(Beginning of DATA FOR PROCESSING)

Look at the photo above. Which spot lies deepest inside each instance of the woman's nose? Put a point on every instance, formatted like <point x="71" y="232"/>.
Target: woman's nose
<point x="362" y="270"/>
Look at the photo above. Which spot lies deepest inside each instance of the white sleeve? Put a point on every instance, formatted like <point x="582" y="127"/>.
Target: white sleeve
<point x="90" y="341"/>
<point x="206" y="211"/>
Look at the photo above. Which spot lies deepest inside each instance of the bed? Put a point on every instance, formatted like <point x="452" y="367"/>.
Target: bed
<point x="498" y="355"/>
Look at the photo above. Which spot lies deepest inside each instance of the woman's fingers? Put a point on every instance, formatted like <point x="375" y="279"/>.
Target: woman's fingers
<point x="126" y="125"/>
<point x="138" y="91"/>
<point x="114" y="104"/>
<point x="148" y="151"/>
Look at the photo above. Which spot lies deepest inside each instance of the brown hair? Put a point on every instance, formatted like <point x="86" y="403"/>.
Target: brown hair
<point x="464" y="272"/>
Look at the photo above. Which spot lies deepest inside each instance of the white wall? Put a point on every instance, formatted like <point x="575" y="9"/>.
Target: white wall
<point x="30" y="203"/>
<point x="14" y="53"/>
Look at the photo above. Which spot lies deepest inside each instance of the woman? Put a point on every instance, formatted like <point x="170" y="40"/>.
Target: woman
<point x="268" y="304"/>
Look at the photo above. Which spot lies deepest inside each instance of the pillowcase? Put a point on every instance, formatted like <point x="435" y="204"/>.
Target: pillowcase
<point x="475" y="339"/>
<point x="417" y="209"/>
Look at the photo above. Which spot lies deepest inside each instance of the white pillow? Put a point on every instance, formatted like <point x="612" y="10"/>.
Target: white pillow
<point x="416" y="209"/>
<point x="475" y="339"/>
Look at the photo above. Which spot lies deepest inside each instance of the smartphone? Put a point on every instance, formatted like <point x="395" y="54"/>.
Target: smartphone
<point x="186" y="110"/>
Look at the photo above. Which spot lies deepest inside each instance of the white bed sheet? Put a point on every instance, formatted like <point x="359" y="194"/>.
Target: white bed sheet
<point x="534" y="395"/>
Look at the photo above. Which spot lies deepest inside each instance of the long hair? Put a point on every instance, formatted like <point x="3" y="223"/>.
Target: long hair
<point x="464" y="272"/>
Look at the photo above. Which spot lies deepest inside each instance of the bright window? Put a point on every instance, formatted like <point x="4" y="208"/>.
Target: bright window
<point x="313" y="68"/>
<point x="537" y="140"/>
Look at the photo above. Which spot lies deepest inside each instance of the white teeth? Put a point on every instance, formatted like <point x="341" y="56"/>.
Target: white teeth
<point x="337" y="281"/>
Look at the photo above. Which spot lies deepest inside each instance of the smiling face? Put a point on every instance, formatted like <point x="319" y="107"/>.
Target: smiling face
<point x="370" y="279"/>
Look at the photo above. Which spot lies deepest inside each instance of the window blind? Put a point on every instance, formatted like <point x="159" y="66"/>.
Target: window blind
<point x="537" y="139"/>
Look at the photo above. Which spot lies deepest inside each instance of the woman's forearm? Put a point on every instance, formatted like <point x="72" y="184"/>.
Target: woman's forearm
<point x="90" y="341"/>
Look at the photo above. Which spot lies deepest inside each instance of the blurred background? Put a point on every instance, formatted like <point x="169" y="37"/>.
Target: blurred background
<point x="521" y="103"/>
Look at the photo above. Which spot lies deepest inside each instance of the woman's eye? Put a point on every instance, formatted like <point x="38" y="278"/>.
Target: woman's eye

(End of DATA FOR PROCESSING)

--- ABOUT THIS EXERCISE ---
The line with "the woman's eye?" and all the lines after it in the records above are to be output exactly, with nothing added.

--- ANSWER SPACE ---
Look at the photo above. Which spot lies deepest inside each instance of the woman's eye? Put a point on every instance, formatted like <point x="38" y="278"/>.
Target: woman's eye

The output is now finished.